Fort Meyers Beach, FL – Investigators pulled a woman’s body from the burnt rubble of an Estero Boulevard duplex Monday afternoon after it exploded overnight.
The explosion sent two people to area hospitals, the Lee County Sheriff’s Office said and were reported as being in stable condition later that night.
Fort Myers Beach, Bonita Springs, Iona-McGregor and South Trail firefighters fought that flames that started about 10:20 at 3748 Estero Blvd.
“When firefighters arrived, the duplex was fully engulfed,” said a sheriff’s office statement.
Officials still have not said what caused the explosion or confirmed the death.
“There won’t be any information until (Tuesday),” said sheriff’s office spokesman Lt. Jeffrey Dektas.
Although authorities have yet to identify the body, a neighbor said the body is that of Joanne Finney, who has lived in the area for more than two decades.
That neighbor, Patrick Genualdi, lives two buildings down from the property and said Finney was a staple in the neighborhood.
“The thing that got us suspicious was that she wasn’t there with us” looking at the rubble, he said.
Genualdi, 54, said she has worked at Reese’s Restaurant for the last 10 years and had several pets including her bulldog, Winston, and mutt, Regs, whom she would both walk around the block every day.
“She did love her dogs,” Genualdi said.
He said the fire damaged more than the neighborhood’s heart.
The intense blaze melted whole sides off of homes as far as the other side of Estero Boulevard. The temperature of the flames discolored and warped the slats of a once-white plastic fence into what looked like a paint swatch displaying different hues of the color peach.
Terri Griffith manages the Island Club Manor apartments next to the destroyed building and said the side of the two building were melted from the heat.
“We were sitting there and we heard a huge boom, something definitely exploded,” Terri Griffith, 55, who lives across the street from the fire, told The News-Press on Sunday night. “We called 911 and the operator kept telling me to get back. Stuff was falling out of the sky.”
Griffith had burns on her back from falling embers, she said.
“We could feel the heat, I thought our whole neighborhood was going to go up it was shooting up so high,” she said.
Her niece, Juliet Griffith, 13, said she called 911.
“I saw a huge cloud of smoke,” she said. “We ran up and the whole place was burning.”
Wendy Vetts, who lives outside of Orlando, was spending the weekend on the Beach with family members from Pittsburgh. They were in the Island Club Manor apartment next door when her husband thought he heard fireworks.

Provided records:
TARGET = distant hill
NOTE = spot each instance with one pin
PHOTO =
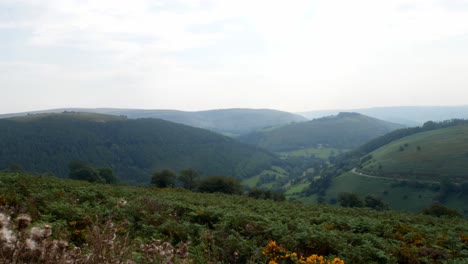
(133, 148)
(232, 122)
(430, 156)
(407, 115)
(343, 131)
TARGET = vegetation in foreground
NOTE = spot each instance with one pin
(122, 224)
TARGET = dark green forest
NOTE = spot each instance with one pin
(344, 131)
(132, 148)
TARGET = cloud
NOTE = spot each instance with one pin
(292, 55)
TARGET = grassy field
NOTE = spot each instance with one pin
(275, 171)
(397, 196)
(430, 155)
(322, 153)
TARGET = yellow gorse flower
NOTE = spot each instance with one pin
(275, 253)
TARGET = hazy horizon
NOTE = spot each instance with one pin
(193, 55)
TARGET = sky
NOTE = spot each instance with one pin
(298, 55)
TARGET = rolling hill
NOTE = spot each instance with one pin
(430, 156)
(407, 115)
(231, 122)
(133, 148)
(343, 131)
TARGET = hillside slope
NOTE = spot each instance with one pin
(134, 148)
(232, 122)
(431, 155)
(407, 115)
(344, 131)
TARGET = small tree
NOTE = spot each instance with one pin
(189, 178)
(163, 179)
(107, 174)
(439, 210)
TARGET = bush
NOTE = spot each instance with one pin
(439, 210)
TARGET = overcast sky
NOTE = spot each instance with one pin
(293, 55)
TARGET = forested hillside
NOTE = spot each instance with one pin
(133, 148)
(232, 122)
(344, 131)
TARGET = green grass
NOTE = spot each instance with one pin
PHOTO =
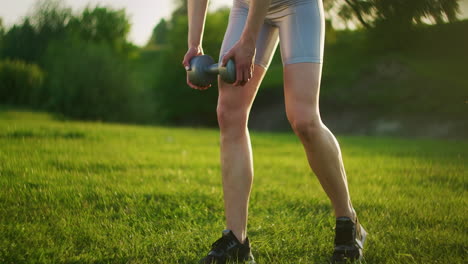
(74, 192)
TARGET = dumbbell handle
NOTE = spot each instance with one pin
(213, 68)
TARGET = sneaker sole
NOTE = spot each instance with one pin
(362, 242)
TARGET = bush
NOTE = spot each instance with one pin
(88, 81)
(20, 82)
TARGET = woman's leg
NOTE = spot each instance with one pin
(234, 104)
(301, 89)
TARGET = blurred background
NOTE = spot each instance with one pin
(392, 67)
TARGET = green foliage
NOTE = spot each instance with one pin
(397, 14)
(20, 83)
(103, 25)
(88, 82)
(78, 192)
(17, 43)
(159, 35)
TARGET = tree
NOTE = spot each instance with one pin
(399, 13)
(159, 36)
(103, 25)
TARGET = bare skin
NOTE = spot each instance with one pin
(301, 88)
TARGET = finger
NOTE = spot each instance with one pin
(226, 58)
(238, 75)
(186, 63)
(241, 78)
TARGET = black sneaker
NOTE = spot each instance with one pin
(349, 241)
(228, 249)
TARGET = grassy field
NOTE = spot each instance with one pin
(74, 192)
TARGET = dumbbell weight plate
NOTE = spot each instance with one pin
(198, 73)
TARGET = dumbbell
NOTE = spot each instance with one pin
(203, 71)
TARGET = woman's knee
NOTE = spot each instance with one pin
(306, 127)
(230, 119)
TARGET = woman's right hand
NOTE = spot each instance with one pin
(192, 52)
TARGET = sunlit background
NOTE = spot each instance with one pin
(144, 14)
(108, 156)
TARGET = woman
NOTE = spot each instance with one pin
(254, 30)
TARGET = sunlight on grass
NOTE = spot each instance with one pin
(77, 192)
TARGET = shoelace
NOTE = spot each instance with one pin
(344, 234)
(220, 243)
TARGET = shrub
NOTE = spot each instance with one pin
(88, 81)
(20, 82)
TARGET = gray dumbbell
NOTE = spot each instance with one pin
(203, 71)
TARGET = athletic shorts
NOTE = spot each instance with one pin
(298, 25)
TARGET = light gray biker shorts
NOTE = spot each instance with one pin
(297, 24)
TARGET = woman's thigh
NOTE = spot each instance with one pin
(267, 41)
(302, 33)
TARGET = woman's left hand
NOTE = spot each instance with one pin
(243, 54)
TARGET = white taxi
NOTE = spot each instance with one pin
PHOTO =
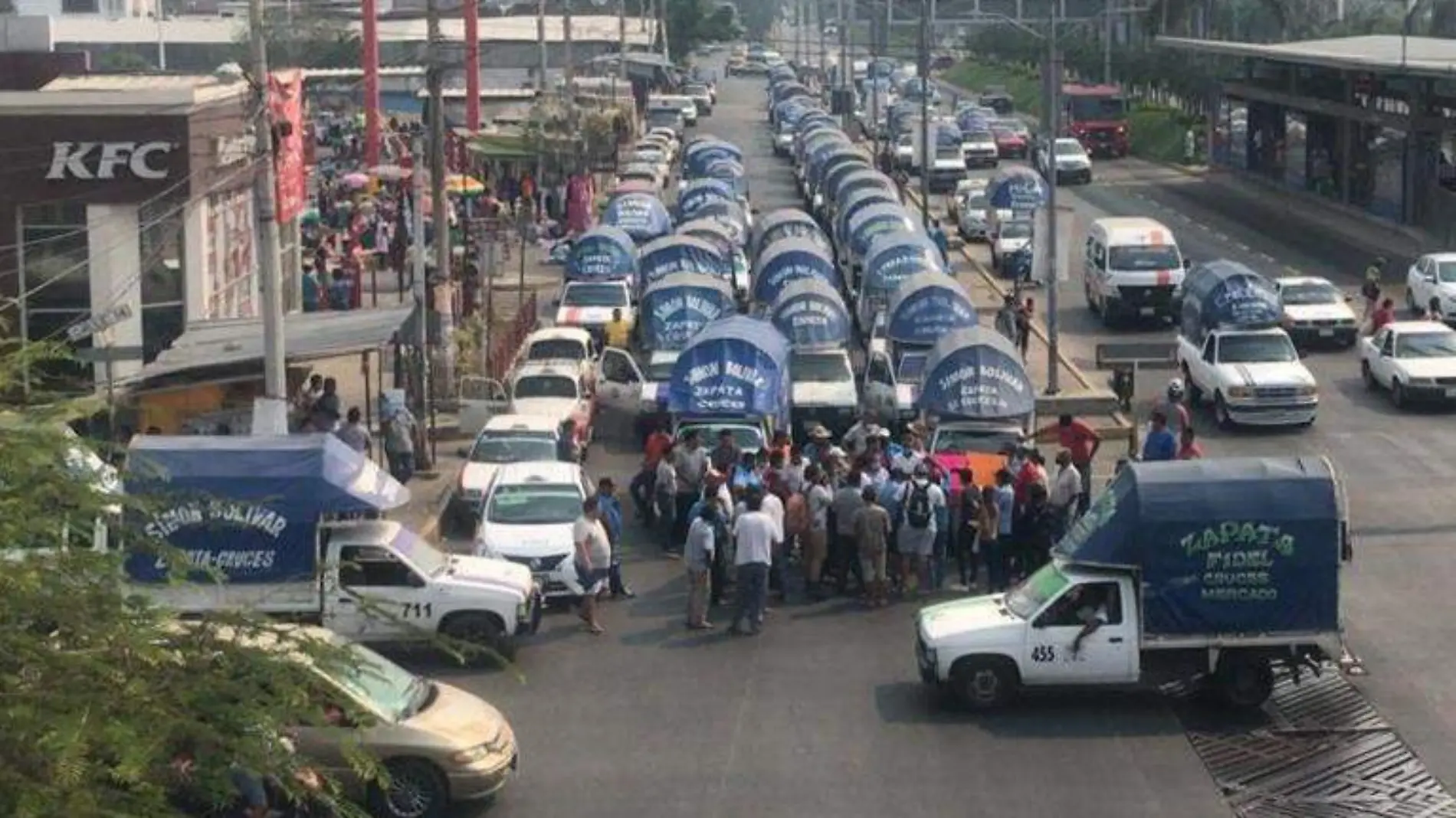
(506, 438)
(1317, 312)
(555, 394)
(590, 305)
(1415, 362)
(527, 515)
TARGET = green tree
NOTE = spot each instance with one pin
(101, 693)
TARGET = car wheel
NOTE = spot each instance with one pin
(415, 790)
(1368, 376)
(1221, 414)
(985, 683)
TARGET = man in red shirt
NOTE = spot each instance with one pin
(1382, 316)
(1084, 443)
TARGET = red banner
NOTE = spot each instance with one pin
(286, 105)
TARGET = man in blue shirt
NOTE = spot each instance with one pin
(1161, 443)
(611, 511)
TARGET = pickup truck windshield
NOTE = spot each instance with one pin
(1035, 591)
(546, 386)
(538, 504)
(389, 687)
(1143, 258)
(1426, 345)
(513, 449)
(1257, 350)
(556, 350)
(825, 367)
(595, 296)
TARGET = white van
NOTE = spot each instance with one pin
(1132, 270)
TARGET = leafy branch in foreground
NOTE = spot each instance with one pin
(101, 693)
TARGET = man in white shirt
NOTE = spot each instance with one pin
(593, 559)
(756, 536)
(1064, 489)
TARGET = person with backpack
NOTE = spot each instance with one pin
(917, 519)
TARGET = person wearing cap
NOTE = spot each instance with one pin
(859, 434)
(727, 453)
(818, 441)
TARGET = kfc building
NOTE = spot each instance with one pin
(127, 197)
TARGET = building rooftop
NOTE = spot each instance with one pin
(220, 31)
(93, 95)
(1414, 56)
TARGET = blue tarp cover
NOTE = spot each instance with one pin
(896, 257)
(786, 223)
(789, 260)
(698, 194)
(679, 254)
(697, 158)
(605, 254)
(737, 367)
(1017, 188)
(812, 315)
(1228, 294)
(874, 220)
(676, 307)
(251, 506)
(928, 306)
(641, 216)
(1226, 545)
(976, 373)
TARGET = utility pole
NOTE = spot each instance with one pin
(1110, 8)
(1053, 118)
(437, 178)
(923, 70)
(265, 208)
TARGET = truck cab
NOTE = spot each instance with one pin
(1097, 116)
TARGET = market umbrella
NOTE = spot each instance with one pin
(464, 185)
(389, 172)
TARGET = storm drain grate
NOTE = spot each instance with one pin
(1318, 750)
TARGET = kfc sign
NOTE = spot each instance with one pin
(101, 160)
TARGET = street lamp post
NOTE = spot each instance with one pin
(1051, 126)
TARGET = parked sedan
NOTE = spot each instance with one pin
(1414, 362)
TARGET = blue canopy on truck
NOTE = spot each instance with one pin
(926, 307)
(641, 216)
(894, 258)
(976, 373)
(786, 261)
(679, 254)
(736, 367)
(1228, 294)
(812, 315)
(700, 192)
(873, 221)
(251, 506)
(676, 307)
(786, 223)
(1228, 545)
(605, 254)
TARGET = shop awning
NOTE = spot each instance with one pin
(307, 336)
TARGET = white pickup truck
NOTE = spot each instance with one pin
(1234, 352)
(1221, 591)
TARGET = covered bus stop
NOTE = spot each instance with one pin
(1362, 121)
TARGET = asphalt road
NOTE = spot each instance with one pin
(820, 715)
(1397, 466)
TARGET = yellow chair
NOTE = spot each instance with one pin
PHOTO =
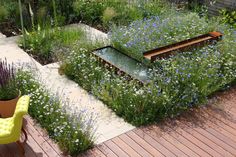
(10, 128)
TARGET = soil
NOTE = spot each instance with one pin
(9, 29)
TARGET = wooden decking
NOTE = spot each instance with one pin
(207, 131)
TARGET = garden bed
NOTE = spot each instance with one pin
(168, 50)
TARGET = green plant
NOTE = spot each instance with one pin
(42, 43)
(3, 13)
(73, 131)
(177, 84)
(228, 17)
(8, 85)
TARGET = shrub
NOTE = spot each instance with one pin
(3, 13)
(43, 42)
(147, 34)
(73, 132)
(228, 17)
(8, 86)
(178, 83)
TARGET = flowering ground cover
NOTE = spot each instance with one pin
(73, 132)
(177, 83)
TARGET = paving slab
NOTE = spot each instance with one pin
(108, 124)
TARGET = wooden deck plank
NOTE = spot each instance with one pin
(165, 151)
(125, 147)
(35, 147)
(188, 143)
(105, 150)
(143, 143)
(135, 145)
(227, 149)
(41, 141)
(164, 142)
(207, 141)
(172, 140)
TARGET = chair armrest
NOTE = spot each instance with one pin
(22, 106)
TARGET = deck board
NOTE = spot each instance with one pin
(202, 132)
(205, 131)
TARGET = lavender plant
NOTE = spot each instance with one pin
(158, 31)
(178, 83)
(8, 86)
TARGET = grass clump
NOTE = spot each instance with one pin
(73, 132)
(177, 84)
(158, 31)
(42, 43)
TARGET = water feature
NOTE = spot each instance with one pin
(126, 64)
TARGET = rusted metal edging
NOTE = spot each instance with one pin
(118, 71)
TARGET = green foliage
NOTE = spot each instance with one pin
(158, 31)
(120, 12)
(178, 83)
(8, 83)
(73, 133)
(41, 43)
(228, 17)
(3, 13)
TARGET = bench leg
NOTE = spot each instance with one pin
(25, 134)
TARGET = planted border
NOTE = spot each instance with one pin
(72, 132)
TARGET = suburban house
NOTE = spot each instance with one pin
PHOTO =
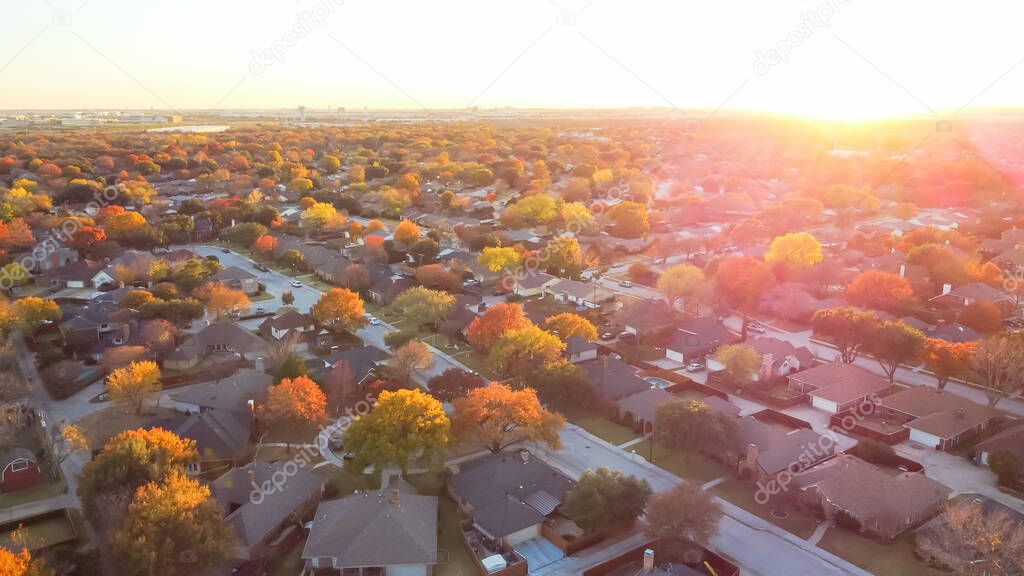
(228, 340)
(696, 338)
(764, 451)
(647, 318)
(262, 511)
(935, 417)
(391, 532)
(580, 350)
(838, 387)
(1010, 440)
(18, 469)
(884, 505)
(294, 326)
(508, 496)
(239, 279)
(613, 378)
(579, 293)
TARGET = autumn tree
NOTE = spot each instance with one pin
(410, 358)
(881, 290)
(485, 329)
(339, 310)
(453, 383)
(794, 251)
(131, 385)
(847, 328)
(402, 424)
(605, 498)
(566, 325)
(681, 281)
(946, 360)
(892, 343)
(166, 518)
(421, 305)
(496, 417)
(740, 362)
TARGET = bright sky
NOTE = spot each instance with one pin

Problem:
Repeat the explosion report from "He said the" up to and including "embers, she said.", swapping "peach" for "orange".

Result:
He said the fire damaged more than the neighborhood’s heart.
The intense blaze melted whole sides off of homes as far as the other side of Estero Boulevard. The temperature of the flames discolored and warped the slats of a once-white plastic fence into what looked like a paint swatch displaying different hues of the color orange.
Terri Griffith manages the Island Club Manor apartments next to the destroyed building and said the side of the two building were melted from the heat.
“We were sitting there and we heard a huge boom, something definitely exploded,” Terri Griffith, 55, who lives across the street from the fire, told The News-Press on Sunday night. “We called 911 and the operator kept telling me to get back. Stuff was falling out of the sky.”
Griffith had burns on her back from falling embers, she said.